(Beginning of Given passage)

Compiler Directives in the Source Code
Many compilers allow the programmer to insert special instructions to the compiler,
such as instructions to insert a breakpoint, or to include a procedure or function in
line, or to turn debugging on or off (note that if debugging is to be done the compiler
must generate a lot more target machine code to allow this to happen). Sometimes
these are inserted as special comments. For example, a Pascal comment starting with
{? might denote that a compiler directive has been encountered.
Other languages have special instructions for compiler directives. In Ada, the
pragma is used for this purpose.
In either case, the scanner cannot simply ignore the compiler directives. It
must scan the following directive and pass it on to the parser so that proper action can
be taken.
Creating a Source Listing File
The scanner may also be called upon to generate a source code listing, which is a copy
of the input file with perhaps some other information made available, such as where errors
were encountered. More elaborate listings that show procedure nesting and so forth
require advanced techniques that we usually leave for the parser.

(End of Given passage)
(Beginning of Input records)

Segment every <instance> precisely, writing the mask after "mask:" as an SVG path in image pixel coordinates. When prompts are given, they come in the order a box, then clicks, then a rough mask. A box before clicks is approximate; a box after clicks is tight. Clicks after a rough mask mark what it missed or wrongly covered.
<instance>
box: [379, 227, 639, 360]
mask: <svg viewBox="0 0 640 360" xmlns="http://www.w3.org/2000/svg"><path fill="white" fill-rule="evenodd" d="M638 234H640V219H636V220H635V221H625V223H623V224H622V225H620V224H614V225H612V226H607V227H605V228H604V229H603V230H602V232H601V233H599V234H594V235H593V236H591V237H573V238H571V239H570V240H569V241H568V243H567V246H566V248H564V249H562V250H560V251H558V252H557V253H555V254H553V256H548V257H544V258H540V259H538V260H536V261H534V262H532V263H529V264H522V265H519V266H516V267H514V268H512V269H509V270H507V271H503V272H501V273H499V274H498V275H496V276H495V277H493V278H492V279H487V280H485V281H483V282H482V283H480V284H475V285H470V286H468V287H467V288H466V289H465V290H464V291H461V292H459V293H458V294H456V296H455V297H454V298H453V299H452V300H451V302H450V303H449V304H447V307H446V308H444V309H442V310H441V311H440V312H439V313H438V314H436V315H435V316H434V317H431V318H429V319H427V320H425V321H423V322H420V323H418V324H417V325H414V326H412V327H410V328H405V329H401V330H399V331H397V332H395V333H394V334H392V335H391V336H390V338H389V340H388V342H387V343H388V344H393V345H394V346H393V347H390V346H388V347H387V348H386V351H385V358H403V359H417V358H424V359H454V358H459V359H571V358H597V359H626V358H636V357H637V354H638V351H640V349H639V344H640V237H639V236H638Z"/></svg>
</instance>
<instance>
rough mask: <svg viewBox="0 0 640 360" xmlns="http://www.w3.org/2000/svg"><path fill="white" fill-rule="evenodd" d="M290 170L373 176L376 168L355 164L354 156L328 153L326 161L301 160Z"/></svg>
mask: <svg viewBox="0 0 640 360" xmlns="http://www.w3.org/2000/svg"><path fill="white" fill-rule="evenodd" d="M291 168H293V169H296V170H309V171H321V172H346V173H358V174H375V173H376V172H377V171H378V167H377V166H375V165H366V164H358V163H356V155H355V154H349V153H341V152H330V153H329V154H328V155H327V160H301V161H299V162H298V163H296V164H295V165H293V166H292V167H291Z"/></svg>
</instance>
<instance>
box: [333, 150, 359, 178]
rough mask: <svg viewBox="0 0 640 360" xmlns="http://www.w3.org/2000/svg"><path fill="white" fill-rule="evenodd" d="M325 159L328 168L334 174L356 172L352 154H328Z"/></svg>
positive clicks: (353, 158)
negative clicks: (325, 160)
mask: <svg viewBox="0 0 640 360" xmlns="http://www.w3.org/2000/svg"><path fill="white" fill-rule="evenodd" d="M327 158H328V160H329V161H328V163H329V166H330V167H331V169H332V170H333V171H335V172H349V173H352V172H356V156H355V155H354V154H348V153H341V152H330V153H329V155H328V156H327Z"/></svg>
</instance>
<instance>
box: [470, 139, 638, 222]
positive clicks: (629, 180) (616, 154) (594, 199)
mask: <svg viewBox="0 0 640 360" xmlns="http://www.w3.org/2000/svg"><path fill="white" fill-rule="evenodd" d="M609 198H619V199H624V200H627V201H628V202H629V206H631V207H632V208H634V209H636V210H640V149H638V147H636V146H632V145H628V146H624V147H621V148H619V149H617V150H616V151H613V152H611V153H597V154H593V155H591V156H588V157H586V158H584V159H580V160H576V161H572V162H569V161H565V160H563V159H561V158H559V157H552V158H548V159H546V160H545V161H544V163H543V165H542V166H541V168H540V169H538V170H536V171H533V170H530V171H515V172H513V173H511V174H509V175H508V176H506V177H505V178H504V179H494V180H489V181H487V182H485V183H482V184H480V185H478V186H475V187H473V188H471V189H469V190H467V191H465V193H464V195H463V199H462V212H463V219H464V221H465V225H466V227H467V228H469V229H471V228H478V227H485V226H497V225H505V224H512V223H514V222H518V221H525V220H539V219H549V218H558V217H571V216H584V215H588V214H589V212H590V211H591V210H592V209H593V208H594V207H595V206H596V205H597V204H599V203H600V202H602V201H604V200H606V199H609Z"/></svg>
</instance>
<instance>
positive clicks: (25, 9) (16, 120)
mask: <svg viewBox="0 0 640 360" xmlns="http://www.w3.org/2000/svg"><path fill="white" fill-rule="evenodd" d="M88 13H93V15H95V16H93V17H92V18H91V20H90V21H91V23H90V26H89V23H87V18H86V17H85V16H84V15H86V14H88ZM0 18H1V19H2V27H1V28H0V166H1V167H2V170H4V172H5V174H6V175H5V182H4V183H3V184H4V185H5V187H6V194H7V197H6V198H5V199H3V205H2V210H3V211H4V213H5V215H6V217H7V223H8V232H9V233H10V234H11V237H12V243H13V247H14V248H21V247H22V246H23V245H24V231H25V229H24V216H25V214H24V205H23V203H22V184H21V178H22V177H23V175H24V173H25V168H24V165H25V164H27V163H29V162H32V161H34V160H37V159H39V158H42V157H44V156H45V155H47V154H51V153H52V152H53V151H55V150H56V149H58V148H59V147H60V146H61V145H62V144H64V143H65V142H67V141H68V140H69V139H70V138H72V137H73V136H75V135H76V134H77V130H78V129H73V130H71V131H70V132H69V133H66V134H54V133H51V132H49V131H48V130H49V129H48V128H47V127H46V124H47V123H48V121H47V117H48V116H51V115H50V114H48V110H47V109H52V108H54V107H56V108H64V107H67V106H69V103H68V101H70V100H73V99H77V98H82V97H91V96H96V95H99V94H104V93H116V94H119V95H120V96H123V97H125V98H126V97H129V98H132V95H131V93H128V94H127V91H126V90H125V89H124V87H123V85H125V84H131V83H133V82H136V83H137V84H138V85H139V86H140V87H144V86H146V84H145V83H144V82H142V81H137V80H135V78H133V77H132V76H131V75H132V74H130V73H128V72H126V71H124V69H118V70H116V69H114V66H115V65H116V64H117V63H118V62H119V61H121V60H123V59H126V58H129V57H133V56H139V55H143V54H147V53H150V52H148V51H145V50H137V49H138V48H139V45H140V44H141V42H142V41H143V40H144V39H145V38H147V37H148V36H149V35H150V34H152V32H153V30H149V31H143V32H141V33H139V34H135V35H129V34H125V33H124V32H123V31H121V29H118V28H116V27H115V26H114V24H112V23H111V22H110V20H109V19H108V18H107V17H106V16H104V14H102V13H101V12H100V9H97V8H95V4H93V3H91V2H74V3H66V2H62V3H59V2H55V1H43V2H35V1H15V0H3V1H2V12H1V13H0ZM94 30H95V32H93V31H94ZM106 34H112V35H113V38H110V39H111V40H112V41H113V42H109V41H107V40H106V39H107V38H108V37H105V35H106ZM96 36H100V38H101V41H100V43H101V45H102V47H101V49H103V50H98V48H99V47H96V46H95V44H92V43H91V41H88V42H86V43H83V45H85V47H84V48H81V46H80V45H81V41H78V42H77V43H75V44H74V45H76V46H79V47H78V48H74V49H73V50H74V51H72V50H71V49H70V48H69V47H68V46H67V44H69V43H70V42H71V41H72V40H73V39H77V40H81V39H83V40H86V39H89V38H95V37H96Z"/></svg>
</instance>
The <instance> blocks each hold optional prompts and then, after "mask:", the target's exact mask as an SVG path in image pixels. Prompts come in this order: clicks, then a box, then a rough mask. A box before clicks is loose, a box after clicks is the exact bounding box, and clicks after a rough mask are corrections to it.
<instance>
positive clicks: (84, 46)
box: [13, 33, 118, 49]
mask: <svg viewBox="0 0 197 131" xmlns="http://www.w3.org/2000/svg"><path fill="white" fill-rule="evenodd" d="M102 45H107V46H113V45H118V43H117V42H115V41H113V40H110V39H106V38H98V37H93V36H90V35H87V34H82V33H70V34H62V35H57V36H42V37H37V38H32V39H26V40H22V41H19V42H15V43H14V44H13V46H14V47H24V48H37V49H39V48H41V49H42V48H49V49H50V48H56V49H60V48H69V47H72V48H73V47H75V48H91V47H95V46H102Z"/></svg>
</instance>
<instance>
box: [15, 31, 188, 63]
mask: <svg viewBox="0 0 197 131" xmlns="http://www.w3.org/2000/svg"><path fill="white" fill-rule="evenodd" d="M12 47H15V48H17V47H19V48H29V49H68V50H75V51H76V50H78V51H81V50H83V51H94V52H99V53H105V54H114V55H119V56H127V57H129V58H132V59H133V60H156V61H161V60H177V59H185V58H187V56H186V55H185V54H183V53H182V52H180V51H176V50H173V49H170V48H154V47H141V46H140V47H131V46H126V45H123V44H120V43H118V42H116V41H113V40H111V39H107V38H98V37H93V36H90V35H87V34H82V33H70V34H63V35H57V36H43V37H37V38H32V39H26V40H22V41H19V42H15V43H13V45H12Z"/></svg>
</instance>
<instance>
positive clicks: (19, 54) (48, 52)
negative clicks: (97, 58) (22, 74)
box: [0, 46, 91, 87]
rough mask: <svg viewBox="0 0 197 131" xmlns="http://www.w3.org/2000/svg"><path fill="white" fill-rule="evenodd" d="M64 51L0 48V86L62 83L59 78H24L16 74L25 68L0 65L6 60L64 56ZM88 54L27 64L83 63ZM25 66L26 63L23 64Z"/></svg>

(End of Input records)

→ **Explore the material**
1) Answer these questions about the passage on compiler directives:
(a) In Ada, what is used for compiler directives?
(b) Rather than ignoring a compiler directive, what must the scanner do with it?
(c) Which part of the compiler is usually left to produce more elaborate listings that show procedure nesting?
2) Which lines of the listing contain the string "rough"? Copy each of them, treating case as significant.

→ **Answers in order**
1)
(a) The pragma.
(b) It must scan the directive and pass it on to the parser so that proper action can be taken.
(c) The parser.

2)
Segment every <instance> precisely, writing the mask after "mask:" as an SVG path in image pixel coordinates. When prompts are given, they come in the order a box, then clicks, then a rough mask. A box before clicks is approximate; a box after clicks is tight. Clicks after a rough mask mark what it missed or wrongly covered.
rough mask: <svg viewBox="0 0 640 360" xmlns="http://www.w3.org/2000/svg"><path fill="white" fill-rule="evenodd" d="M290 170L373 176L376 168L355 164L354 156L328 153L326 161L301 160Z"/></svg>
rough mask: <svg viewBox="0 0 640 360" xmlns="http://www.w3.org/2000/svg"><path fill="white" fill-rule="evenodd" d="M325 159L328 168L334 174L356 172L352 154H328Z"/></svg>
The <instance> blocks each hold optional prompts and then, after "mask:", the target's exact mask as an SVG path in image pixels. Prompts come in this order: clicks, then a box, then a rough mask. A box before clicks is loose, a box after clicks is the exact bounding box, and clicks after a rough mask are corrections to it.
rough mask: <svg viewBox="0 0 197 131" xmlns="http://www.w3.org/2000/svg"><path fill="white" fill-rule="evenodd" d="M64 51L0 48V86L62 83L59 78H24L16 74L25 68L0 65L6 60L64 56ZM88 54L27 64L83 63ZM25 66L26 63L23 64Z"/></svg>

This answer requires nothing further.